Scheuttler said dilapidated, abandoned and burned out buildings pose their own unique threats to public safety. “Children go in there to play and they can get hurt,” he said.
Injuries are not the only risks with those buildings Scheuttler said, adding that abandoned buildings can become home to illegal activities such as meth cook sites.
“That’s a big problem too, especially with these homes in the remote parts of the county that are burned out,” he said. “The front door may be closed but they may have the back door kicked in.”
Scheuttler said that while these problems are obvious with abandoned or burned out properties, his department cannot just go in and clean them up when a complaint is first filed, there are legal steps that must be followed before action can be taken on the property.
When a complaint is filed, he said, the Planning Office must attempt to make contact through certified mail, door knockers, telephone and other means and they must be able to show that all attempts at communication have failed or that the property owners are unwilling to correct any issues.
“Once you take it to the Planning Commission you are look at 90 to 120 days out (from the original complaint), and that is the shortest amount of time,” Scheuttler said.
Sometimes, even when all the steps are followed, Scheuttler said some property owners are still unwilling to correct the code violations on their land.
There is a legal remedy available to the County if a property is in violation and the owner either cannot be found or refuses to clean up the property.
State law allows for local governments to have the property cleaned up and send a statement to the owner itemizing the cost of the cleanup. If the owner fails to reimburse the county within 60 days, the county then has the right to put a lien on the property for the amount of the cost of the cleanup.
“It is a long, long, drawn out process,” Scheuttler said. “We want to make sure we don’t infringe on anyone’s rights.”
Scheuttler said that the county has cleaned up three properties this year — one in Lynn Valley, one in upper Stoney Creek, and one in Valley Forge — and attached liens on the property for the cleanup.
++++++++
> STATED PROBLEM 1: In the article on abandoned buildings above, condense the paragraph beginning "State law allows for local governments" into a single shorter sentence that keeps its main facts.

> PROVIDED DATA:
++++++++
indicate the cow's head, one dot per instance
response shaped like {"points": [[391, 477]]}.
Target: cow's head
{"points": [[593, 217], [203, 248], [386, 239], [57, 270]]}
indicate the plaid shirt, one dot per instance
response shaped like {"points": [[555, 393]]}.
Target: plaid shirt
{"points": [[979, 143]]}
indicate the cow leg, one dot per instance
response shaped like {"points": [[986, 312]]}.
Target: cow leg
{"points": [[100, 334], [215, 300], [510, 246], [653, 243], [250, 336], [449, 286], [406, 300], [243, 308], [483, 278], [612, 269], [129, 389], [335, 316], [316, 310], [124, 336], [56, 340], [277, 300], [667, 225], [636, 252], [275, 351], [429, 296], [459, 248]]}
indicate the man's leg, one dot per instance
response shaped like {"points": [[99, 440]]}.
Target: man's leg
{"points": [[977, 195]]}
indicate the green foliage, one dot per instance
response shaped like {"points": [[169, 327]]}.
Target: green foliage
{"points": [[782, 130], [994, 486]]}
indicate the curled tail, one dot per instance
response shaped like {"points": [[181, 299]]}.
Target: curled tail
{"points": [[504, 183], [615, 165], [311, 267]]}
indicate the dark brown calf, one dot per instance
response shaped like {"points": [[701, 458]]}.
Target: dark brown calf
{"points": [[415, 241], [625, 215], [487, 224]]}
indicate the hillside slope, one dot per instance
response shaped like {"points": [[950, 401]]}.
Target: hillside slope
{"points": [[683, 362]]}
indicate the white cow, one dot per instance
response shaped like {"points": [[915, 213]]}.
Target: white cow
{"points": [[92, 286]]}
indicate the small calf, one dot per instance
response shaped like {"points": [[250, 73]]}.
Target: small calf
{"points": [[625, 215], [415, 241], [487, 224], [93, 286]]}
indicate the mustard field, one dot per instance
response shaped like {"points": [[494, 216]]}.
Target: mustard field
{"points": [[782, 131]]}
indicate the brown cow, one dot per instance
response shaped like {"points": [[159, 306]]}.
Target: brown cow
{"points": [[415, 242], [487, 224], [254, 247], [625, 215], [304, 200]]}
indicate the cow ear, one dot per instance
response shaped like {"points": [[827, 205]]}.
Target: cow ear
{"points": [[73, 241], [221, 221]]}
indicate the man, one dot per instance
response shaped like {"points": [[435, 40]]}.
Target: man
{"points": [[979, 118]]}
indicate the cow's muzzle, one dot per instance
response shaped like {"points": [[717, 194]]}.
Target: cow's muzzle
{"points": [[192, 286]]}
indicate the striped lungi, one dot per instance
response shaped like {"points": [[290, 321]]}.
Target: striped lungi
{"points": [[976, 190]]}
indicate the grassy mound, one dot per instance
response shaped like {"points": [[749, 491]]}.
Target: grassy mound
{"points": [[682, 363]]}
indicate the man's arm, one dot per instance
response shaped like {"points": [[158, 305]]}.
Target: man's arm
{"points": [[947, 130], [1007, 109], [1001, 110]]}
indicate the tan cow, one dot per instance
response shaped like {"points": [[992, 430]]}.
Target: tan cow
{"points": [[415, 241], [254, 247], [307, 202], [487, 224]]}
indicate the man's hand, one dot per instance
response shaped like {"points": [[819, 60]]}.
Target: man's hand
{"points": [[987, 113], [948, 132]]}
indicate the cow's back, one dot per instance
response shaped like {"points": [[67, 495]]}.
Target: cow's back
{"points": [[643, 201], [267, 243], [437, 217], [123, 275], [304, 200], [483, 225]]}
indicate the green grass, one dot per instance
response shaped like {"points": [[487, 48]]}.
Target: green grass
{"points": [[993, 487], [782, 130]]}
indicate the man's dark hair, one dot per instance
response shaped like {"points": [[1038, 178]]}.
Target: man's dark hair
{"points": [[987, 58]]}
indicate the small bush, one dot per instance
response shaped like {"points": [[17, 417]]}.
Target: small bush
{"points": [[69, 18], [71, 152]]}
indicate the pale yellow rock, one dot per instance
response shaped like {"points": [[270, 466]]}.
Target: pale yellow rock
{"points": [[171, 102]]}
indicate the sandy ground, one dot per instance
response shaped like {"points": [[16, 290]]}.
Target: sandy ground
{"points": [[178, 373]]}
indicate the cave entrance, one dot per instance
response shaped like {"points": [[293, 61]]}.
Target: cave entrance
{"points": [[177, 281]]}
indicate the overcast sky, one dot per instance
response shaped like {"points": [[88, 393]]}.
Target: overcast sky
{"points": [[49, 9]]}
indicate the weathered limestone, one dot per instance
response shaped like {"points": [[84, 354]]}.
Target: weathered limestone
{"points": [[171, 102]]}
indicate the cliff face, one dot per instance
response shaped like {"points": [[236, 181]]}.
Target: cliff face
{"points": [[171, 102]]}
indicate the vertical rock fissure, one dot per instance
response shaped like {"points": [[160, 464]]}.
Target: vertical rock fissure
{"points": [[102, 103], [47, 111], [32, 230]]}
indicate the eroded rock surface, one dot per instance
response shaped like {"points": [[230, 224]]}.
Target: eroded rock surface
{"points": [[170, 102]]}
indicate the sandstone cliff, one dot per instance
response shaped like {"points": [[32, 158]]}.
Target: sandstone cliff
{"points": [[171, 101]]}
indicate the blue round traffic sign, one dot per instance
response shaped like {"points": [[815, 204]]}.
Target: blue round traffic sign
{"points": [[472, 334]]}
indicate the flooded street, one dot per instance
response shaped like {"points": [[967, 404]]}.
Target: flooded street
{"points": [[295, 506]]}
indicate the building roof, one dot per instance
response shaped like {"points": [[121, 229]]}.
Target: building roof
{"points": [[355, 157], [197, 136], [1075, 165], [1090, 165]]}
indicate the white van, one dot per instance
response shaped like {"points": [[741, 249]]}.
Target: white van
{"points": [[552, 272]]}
++++++++
> STATED PROBLEM 2: How many lines of the records contain the word "muzzle"? Reply with the number only.

> FULL ANSWER 1: Under state law, local governments may clean up a property and send the owner an itemized statement of the cost, and if the owner does not repay the county within 60 days, the county may place a lien on the property for that amount.

> FULL ANSWER 2: 2